Every line of the data below that holds the string "mast" needs to be reported.

(Given information)

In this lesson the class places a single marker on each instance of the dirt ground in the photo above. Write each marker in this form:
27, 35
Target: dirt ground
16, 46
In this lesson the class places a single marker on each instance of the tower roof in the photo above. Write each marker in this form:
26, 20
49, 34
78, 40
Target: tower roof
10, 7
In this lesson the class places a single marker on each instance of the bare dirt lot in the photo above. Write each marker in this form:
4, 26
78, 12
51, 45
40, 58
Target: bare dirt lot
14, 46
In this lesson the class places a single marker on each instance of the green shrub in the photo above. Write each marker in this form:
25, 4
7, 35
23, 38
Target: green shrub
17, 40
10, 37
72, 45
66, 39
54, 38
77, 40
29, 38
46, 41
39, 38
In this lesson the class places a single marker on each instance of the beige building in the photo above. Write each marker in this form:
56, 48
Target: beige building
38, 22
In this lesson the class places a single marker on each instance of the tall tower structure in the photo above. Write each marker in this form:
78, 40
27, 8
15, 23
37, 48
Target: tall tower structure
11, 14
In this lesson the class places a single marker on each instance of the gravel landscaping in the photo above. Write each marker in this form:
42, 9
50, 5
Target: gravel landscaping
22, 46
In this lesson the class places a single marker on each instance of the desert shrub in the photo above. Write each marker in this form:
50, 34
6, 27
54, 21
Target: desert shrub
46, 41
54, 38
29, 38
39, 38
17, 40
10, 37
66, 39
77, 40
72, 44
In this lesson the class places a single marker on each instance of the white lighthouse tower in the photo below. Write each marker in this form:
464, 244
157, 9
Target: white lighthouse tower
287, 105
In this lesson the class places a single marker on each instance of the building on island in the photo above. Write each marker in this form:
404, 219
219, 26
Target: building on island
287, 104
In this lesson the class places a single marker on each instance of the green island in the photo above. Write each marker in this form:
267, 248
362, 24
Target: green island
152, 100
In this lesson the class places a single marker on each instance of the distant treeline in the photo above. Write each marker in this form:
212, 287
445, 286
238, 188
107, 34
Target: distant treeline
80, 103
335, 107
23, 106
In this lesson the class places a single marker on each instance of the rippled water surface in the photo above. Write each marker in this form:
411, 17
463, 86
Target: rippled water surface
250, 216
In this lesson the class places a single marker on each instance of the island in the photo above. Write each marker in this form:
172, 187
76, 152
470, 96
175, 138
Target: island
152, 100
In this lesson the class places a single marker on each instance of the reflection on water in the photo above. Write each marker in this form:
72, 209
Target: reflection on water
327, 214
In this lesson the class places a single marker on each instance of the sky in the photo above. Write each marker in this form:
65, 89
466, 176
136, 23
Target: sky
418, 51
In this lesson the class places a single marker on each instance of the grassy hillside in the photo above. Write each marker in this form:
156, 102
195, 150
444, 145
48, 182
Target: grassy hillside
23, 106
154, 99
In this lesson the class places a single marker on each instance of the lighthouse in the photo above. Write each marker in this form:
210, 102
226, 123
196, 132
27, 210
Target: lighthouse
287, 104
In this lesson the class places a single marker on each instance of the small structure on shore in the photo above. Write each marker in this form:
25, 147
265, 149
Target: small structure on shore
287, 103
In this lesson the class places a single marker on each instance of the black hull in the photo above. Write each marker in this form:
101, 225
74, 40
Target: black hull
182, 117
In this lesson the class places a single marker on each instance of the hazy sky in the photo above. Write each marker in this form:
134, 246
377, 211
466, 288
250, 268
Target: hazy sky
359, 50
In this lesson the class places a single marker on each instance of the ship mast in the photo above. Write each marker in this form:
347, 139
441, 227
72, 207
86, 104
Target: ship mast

(End Given information)

Task result:
In this lesson the class places a single marker on each instance of the ship mast in the photo above. Write each marker in this form:
Target: ship mast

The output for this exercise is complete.